I was doing some reading on various government structures and came across oligarchy, and I was shocked on how closely America resembles this type of governmental structure. As I did some more reading I came across a form of government called corporatocracy which actually defined our structure better. Many Americans think they live within a Liberal Democracy which favors the freedom of the citizens of the state. Every 2-4 years we have the freedom to elect new officials whose purpose it is to serve their constituents. These elected officials do not serve us they serve the corporations lining their pockets more than the people. I would like everyone to sit back and ponder this. Do you feel you live in such a nation?

An oligarchy is a form of power structure in which power effectively rests with a small segment of society distinguished by royalty, wealth, family ties, or military control. These states are often controlled by politically powerful families whose children are heavily conditioned and mentored to be heirs of the power of the oligarchy. In this country we do not have royalty, but we do have great wealth that controls most of this country. I am sure the children of these wealthy people are groomed to take over when they pass. I wonder if the ruling rich can be considered royalty. Who ever controls the country controls the military. The military fights for our safety and well being, but at the same time guarantees there is no possible way the people can revolt.

Oligarchies have been tyrannical throughout history, being completely reliant on public servitude to exist. The corporations controlling this country would not have the means to operate without the people. In the movie “Capitalism a Love Story” by Michael Moore he shows a letter from I believe US Bank sent out to their “Elite” customers stating the only thing standing in their way of a complete “plutocracy” is the American people’s right to vote. A Plutocracy is rule by the wealthy or power provided by wealth. The combination of both plutocracy and oligarchy is called plutarchy.

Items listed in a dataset
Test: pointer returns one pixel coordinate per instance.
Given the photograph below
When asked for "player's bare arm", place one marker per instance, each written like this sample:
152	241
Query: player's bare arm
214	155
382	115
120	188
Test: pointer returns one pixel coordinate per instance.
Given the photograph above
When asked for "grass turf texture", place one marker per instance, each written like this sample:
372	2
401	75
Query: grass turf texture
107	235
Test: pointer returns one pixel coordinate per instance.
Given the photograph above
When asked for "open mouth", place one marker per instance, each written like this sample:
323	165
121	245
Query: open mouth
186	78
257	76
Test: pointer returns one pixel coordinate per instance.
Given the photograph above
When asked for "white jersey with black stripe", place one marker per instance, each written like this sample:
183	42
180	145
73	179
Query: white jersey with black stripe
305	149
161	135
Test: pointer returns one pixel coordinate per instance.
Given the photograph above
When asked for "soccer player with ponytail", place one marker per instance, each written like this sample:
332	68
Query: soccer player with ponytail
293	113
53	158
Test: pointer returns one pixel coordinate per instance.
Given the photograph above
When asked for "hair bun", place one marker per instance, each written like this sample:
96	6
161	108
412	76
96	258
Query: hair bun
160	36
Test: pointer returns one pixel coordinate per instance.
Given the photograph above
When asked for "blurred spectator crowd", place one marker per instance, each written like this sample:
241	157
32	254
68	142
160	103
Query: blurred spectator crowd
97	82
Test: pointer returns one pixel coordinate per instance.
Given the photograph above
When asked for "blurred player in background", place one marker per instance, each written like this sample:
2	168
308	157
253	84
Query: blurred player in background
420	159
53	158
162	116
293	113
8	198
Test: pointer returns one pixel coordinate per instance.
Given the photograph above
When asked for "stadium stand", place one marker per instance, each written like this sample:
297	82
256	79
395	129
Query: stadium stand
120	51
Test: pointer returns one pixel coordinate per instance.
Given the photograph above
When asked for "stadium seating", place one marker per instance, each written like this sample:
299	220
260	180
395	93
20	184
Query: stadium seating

_Work item 1_
Decide whether each statement below agrees with the passage on oligarchy, answering yes or no and quoting the words of the passage that settle it: (a) The writer claims elected officials serve corporations more than the people. (b) The writer says the United States has royalty. (c) Plutarchy is described as a combination of plutocracy and oligarchy.
_Work item 2_
Pick up the passage on oligarchy after its last sentence and continue it in the same voice.
These records come from a separate source.

_Task result 1_
(a) Yes: "These elected officials do not serve us they serve the corporations lining their pockets more than the people."
(b) No: "In this country we do not have royalty, but we do have great wealth that controls most of this country."
(c) Yes: "The combination of both plutocracy and oligarchy is called plutarchy."

_Task result 2_
Robert Michels believed that any political system eventually evolves into an oligarchy. He called this the “iron law of oligarchy.” According to this school of thought, modern democracies should be considered as oligarchies. In these systems, actual differences between viable political rivals are small, the oligarchic elite impose strict limits on what constitutes an acceptable and respectable political position, and politicians’ careers depend heavily on unelected economic and media elites. Thus the popular phrase: there is only one political party, the incumbent party.

Corporate oligarchy (Corporatocracy) is a form of power, governmental or operational, where such power effectively rests with a small, elite group of inside individuals, sometimes from a small group of educational institutions, or influential economic entities or devices, such as banks, commercial entities that act in complicity with, or at the whim of the oligarchy, often with little or no regard for constitutionally protected prerogative.

One of Satan’s greatest deception was tricking the people he does not exist. I wonder if the greatest deception our government has done is tricking us into believing we are truly free.